Stored items from a collection:
((

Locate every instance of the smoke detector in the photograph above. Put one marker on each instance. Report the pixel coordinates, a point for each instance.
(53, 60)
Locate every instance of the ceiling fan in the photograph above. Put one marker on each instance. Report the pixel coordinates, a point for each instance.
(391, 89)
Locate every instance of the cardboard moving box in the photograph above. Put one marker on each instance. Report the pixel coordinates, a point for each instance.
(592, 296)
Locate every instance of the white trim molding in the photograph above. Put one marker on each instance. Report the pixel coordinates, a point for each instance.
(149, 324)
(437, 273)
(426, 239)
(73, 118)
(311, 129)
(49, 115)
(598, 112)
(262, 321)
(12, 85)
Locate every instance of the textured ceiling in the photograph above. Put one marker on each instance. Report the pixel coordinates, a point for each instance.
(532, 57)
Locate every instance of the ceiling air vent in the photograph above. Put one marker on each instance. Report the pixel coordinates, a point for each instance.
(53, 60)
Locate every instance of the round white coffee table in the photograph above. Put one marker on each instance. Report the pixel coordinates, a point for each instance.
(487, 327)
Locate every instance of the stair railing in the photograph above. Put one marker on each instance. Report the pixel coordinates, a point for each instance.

))

**Exercise details**
Give the data again, exactly as written.

**Expected answer**
Locate every instance of the smoke detector in the photograph above. Put one marker on each instance. Report the pixel coordinates, a point for each instance.
(53, 60)
Locate every instance of the ceiling fan in the photograph above. Put one marker on each instance. Report the pixel coordinates, a point for each instance.
(391, 89)
Locate every instance of the cardboard moving box in the photograph above. Put one marker on each instance. Report the pixel coordinates, a point for each instance.
(592, 296)
Locate every instance of the white trim molding in the photograph above. Put one marker on each instance. Report the pixel coordinates, a point for each instance.
(149, 324)
(437, 273)
(426, 239)
(73, 118)
(311, 129)
(49, 115)
(598, 112)
(262, 321)
(12, 85)
Locate every instance of the textured ceiling in the photograph above. Put one marker on each instance. Report the pixel coordinates, a point for each instance.
(532, 57)
Locate every instance of the ceiling air vent in the photograph above. Put one marker on each instance. Report the pixel coordinates, a point for each instance.
(53, 60)
Locate every instance of the round white coffee table in the photograph above. Put one marker on each instance. Report the pixel coordinates, a point for each instance.
(487, 327)
Locate every instance of the stair railing in the photograph above. Put one marker on each instance. Report the pixel coordinates, a point for each instance.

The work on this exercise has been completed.